Gestellte Aufgabe:
Gib die folgenden Datensätze noch einmal wieder und tausche darin überall "marker" gegen "dot" aus. Alles andere bleibt unverändert.

Vorliegende Datensätze:
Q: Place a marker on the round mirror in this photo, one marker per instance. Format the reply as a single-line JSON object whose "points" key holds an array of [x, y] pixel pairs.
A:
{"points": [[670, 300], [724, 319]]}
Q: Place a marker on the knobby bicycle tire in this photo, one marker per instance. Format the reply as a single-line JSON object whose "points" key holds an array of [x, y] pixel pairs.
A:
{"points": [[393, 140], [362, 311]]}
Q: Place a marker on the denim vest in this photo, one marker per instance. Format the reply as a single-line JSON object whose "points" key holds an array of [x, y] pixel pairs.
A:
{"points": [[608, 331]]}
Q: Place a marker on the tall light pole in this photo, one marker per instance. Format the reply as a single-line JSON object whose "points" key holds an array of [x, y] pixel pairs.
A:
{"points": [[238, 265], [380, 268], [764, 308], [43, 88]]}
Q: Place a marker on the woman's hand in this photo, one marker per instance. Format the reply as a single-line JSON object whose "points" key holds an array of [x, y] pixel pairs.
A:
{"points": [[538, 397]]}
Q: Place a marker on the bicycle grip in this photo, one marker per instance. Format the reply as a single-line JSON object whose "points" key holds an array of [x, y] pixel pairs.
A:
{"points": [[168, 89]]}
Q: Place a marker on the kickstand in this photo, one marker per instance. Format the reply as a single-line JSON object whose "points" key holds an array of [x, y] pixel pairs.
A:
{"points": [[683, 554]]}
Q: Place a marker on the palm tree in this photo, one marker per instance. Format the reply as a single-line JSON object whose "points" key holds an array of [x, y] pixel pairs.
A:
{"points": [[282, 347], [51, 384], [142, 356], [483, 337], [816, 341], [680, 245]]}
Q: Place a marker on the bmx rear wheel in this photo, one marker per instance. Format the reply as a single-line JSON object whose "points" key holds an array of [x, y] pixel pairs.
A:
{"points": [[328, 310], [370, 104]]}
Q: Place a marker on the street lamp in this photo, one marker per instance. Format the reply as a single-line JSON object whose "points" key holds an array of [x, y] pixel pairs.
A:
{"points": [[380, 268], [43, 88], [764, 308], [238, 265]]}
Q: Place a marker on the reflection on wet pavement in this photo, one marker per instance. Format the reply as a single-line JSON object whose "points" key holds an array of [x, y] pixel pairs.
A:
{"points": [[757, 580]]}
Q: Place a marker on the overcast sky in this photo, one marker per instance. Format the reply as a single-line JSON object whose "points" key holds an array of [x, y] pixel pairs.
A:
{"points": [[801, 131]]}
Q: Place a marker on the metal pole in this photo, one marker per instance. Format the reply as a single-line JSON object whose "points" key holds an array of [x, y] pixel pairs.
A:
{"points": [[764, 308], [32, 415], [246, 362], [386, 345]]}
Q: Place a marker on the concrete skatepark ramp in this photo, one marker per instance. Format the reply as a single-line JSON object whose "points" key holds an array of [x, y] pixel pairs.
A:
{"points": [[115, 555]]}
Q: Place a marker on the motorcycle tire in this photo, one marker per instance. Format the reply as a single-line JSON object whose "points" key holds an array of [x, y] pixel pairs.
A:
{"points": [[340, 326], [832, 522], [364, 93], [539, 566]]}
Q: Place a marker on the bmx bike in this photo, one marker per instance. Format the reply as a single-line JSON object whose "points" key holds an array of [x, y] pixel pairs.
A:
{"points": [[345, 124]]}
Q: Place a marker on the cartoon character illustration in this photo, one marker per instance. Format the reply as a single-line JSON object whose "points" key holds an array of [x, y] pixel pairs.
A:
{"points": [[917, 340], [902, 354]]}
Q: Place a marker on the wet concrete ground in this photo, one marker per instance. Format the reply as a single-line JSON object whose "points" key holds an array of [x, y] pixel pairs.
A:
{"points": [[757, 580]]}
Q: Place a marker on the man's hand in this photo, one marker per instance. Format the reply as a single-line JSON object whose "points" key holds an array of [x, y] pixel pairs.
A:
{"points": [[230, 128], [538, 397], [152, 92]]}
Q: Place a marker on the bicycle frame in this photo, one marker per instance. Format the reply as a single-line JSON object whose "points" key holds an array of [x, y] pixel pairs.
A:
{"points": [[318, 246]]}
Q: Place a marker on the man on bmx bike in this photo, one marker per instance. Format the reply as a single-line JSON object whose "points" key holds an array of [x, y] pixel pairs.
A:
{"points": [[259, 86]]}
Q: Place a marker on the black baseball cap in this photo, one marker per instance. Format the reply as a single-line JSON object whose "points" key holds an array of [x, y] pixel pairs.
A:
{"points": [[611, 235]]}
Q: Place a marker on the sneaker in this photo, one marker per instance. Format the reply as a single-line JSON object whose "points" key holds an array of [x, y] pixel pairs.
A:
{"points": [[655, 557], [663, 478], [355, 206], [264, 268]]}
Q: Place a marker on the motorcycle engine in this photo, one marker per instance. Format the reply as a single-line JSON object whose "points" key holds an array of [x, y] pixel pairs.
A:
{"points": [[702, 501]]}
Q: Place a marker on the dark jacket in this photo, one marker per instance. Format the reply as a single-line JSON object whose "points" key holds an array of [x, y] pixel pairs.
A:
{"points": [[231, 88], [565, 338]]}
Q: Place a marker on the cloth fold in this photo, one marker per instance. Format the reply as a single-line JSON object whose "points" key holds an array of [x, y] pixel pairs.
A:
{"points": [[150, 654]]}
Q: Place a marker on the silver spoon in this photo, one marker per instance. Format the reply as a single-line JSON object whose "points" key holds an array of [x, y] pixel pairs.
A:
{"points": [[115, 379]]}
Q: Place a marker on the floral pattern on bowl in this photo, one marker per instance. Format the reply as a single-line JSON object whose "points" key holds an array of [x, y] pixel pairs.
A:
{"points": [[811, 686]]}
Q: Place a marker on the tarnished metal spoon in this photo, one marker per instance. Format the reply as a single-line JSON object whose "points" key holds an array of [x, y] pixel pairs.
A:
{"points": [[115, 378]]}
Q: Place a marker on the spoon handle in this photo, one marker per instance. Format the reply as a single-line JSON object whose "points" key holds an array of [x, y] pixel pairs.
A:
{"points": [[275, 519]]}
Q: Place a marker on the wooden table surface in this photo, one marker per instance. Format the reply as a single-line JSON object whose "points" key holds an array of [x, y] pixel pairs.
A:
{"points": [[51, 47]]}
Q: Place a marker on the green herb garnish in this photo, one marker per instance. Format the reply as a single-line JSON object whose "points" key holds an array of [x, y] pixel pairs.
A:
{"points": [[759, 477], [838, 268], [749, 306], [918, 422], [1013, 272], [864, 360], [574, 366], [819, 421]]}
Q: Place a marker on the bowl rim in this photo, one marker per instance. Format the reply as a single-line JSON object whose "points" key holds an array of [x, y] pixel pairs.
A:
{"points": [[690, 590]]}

Endergebnis:
Q: Place a dot on the round mirror in this photo, one dot per instance. Format the reply as a single-line JSON object whose "points" key holds an array of [x, y] pixel pairs.
A:
{"points": [[670, 300], [724, 319]]}
Q: Place a dot on the knobby bicycle tire in this photo, one dot per instance. Format the reply as a single-line JSON object whose "points" key holds an array of [x, y] pixel pairs.
A:
{"points": [[393, 140], [362, 311]]}
Q: Place a dot on the denim vest in this photo, one dot per instance. Format the reply as a single-line JSON object whose "points" key holds an array of [x, y] pixel pairs.
A:
{"points": [[608, 331]]}
Q: Place a dot on the tall light pole in this photo, one dot per instance. Format the reply as a single-line JSON object whose "points" key holds an array of [x, y] pixel pairs.
A:
{"points": [[238, 265], [380, 268], [764, 308], [43, 88]]}
Q: Place a dot on the woman's hand in this photo, one dot per instance. Format the reply as a single-line JSON object whose "points" key holds an array of [x, y] pixel pairs.
A:
{"points": [[538, 397]]}
Q: Place a dot on the bicycle grip in this photo, one dot per instance. Format the reply as a single-line JSON object whose "points" key holds an array of [x, y] pixel pairs.
A:
{"points": [[168, 89]]}
Q: Place a dot on the kickstand in this photo, one dot per instance. Format the reply as a single-line JSON object whose "points" key holds an array of [x, y] pixel pairs.
A:
{"points": [[683, 554]]}
Q: Place a dot on the palm tree in this photo, one dot per instance. Format the reply as a single-line JSON object whose "points" key holds an array of [x, y] pixel pairs.
A:
{"points": [[282, 347], [51, 384], [142, 356], [483, 337], [816, 341], [680, 245]]}
Q: Place a dot on the bmx rear wheel in this photo, one dot per instance. Format the reply as a single-line JSON object whose "points" key holds an array of [x, y] pixel pairs.
A:
{"points": [[328, 310], [370, 104]]}
Q: Place a dot on the street lamp in this photo, one dot per instance. Format the reply as a single-line JSON object whose "points" key holds an array of [x, y] pixel pairs.
A:
{"points": [[380, 268], [43, 88], [764, 308], [238, 265]]}
Q: Place a dot on the reflection on wet pavement in this photo, one dot per instance. Format the reply as a single-line JSON object whose "points" key holds an array of [x, y] pixel pairs.
A:
{"points": [[757, 580]]}
Q: Place a dot on the overcast sky in this photo, one dot per instance. Format the reply as a single-line JSON object whose "points" key holds an array of [x, y] pixel pairs.
A:
{"points": [[801, 131]]}
Q: Place a dot on the metal pole in this photo, one dot per instance. Format the reply as a single-line JSON object whose "points" key holds an array of [x, y] pixel pairs.
A:
{"points": [[764, 308], [32, 415], [246, 362], [386, 345]]}
Q: Place a dot on the concrete skatepark ramp in this photo, one dot per instance. Format the reply as a single-line JSON object whose "points" key holds an array of [x, y] pixel pairs.
A:
{"points": [[115, 555]]}
Q: Place a dot on the motorcycle tire in this photo, one dot per instance. Format the reply as a single-line JSON object whose "points" key holds an array of [x, y] pixel pairs.
A:
{"points": [[340, 326], [832, 522], [364, 93], [539, 566]]}
Q: Place a dot on the bmx bike in this photo, one dot per instance. Format the reply as a single-line JSON object whose "points" key holds an array of [x, y] pixel pairs.
A:
{"points": [[345, 124]]}
Q: Place a dot on the cartoon character illustration in this photo, one dot per instance. Format the reply as a single-line JSON object whose "points" key holds an array of [x, y] pixel pairs.
A:
{"points": [[917, 340], [902, 354]]}
Q: Place a dot on the wet concrete ground in this photo, one dot per instance. Format the reply as a single-line JSON object whose "points" key holds an array of [x, y] pixel pairs.
A:
{"points": [[757, 580]]}
Q: Place a dot on the man's hand in this photo, one dot per instance. Format the reply as a single-line JSON object whose "points" key holds an array of [x, y] pixel pairs.
A:
{"points": [[230, 128], [538, 397], [152, 92]]}
Q: Place a dot on the bicycle frame in this photo, one dot per instance. Format the reply as a single-line JSON object whose "points" key holds an array of [x, y] pixel pairs.
A:
{"points": [[318, 246]]}
Q: Place a dot on the man on bmx bike in this photo, one dot per instance. Format the reply as a single-line JSON object whose "points" key holds an array of [x, y] pixel pairs.
A:
{"points": [[259, 86]]}
Q: Place a dot on the black baseball cap in this photo, one dot per instance. Format the reply as a single-line JSON object whose "points" key holds an array of [x, y] pixel pairs.
A:
{"points": [[611, 235]]}
Q: Place a dot on the sneaker in this photo, one dot per instance. Format the reply as a single-line JSON object whose "points" key holds an array of [x, y] pixel pairs.
A:
{"points": [[655, 557], [663, 478], [355, 206], [264, 268]]}
Q: Place a dot on the motorcycle engine in this photo, one dot per instance. Format the reply as a single-line JSON object whose "points" key holds an array of [x, y] pixel pairs.
A:
{"points": [[702, 501]]}
Q: Place a dot on the dark jacket in this photo, one dot per instance. Format the reply as a single-line JSON object whose "points" key holds an array of [x, y] pixel pairs.
A:
{"points": [[231, 88], [565, 338]]}
Q: Place a dot on the cloth fold in this photo, one dot per instance. Format the reply as a single-line JSON object whose "points" key holds an array of [x, y] pixel pairs.
A:
{"points": [[150, 654]]}
Q: Place a dot on the silver spoon in this photo, one dot per instance. Format the reply as a single-line JSON object whose "points" key holds an array of [x, y] pixel pairs.
A:
{"points": [[115, 379]]}
Q: Place a dot on the floral pattern on bowl in this photo, one dot per instance. Format the reply as a single-line JSON object whose "points" key holds an array of [x, y] pixel pairs.
A:
{"points": [[811, 686]]}
Q: Place a dot on the tarnished metal spoon in this photo, one dot per instance. Format the reply as a single-line JSON object whose "points" key holds an array of [x, y] pixel pairs.
A:
{"points": [[115, 378]]}
Q: Place a dot on the spoon handle in this photo, one dot per instance. Format the reply as a single-line JSON object whose "points" key holds an array of [x, y] pixel pairs.
A:
{"points": [[275, 519]]}
Q: Place a dot on the wooden table surface in this photo, one dot per instance. Format the reply as a single-line JSON object whose "points" key holds an array of [x, y] pixel pairs.
A:
{"points": [[51, 47]]}
Q: Place a dot on the green herb garnish in this photo, one dot per instance. Format the reply as a single-line JSON object whose "points" key holds an array of [x, y] pixel pairs.
A:
{"points": [[759, 477], [838, 268], [749, 306], [918, 422], [1013, 272], [864, 360], [574, 366], [819, 421]]}
Q: Place a dot on the bowl rim in this photo, one dot per instance. Format the reply as a single-line JSON object whose "points" key holds an array of [x, y] pixel pairs.
A:
{"points": [[690, 590]]}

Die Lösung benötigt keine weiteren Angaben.